> **Exercise prompt**: List every line of the material below that contains the word "integer", treating uppercase and lowercase as distinct.

> **Supplied entries**:
# # # # # # #
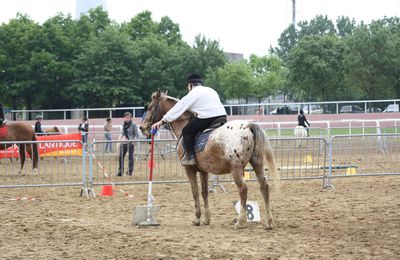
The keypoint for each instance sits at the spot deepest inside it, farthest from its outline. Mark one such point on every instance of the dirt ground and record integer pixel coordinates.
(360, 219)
# # # # # # #
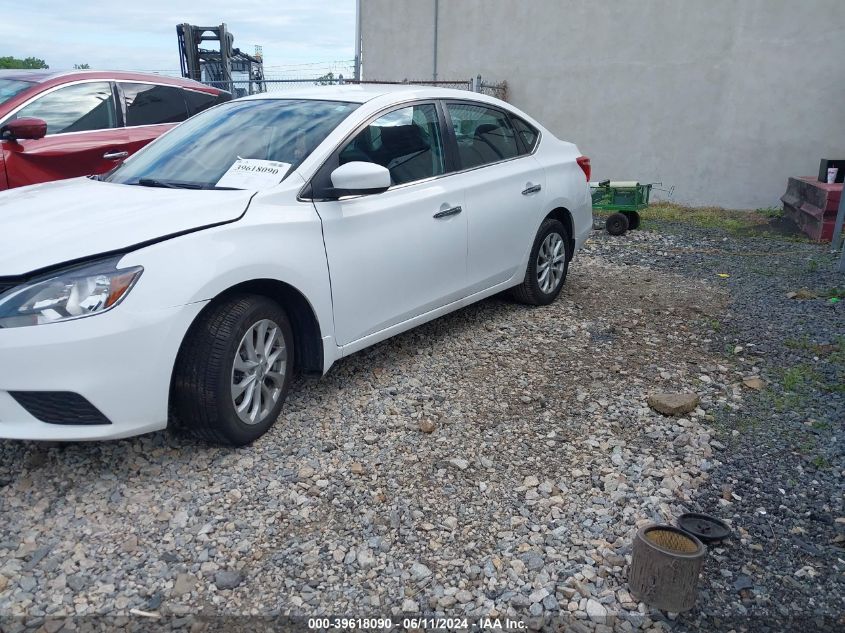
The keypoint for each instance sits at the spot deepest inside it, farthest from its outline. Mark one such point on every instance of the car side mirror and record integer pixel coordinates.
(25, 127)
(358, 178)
# # # # # # #
> **Complete response**:
The keypoint for each instance sits at the spot deepest inside it, farthest from its outline. Mark one such point on every instance of the dirt ground and record integer pixel coordinates.
The keypoint for each instance sits at the spot deepest inside it, farthest from its outline. Mark one such point on every instance of the car side mirror and record integer pixel coordinates.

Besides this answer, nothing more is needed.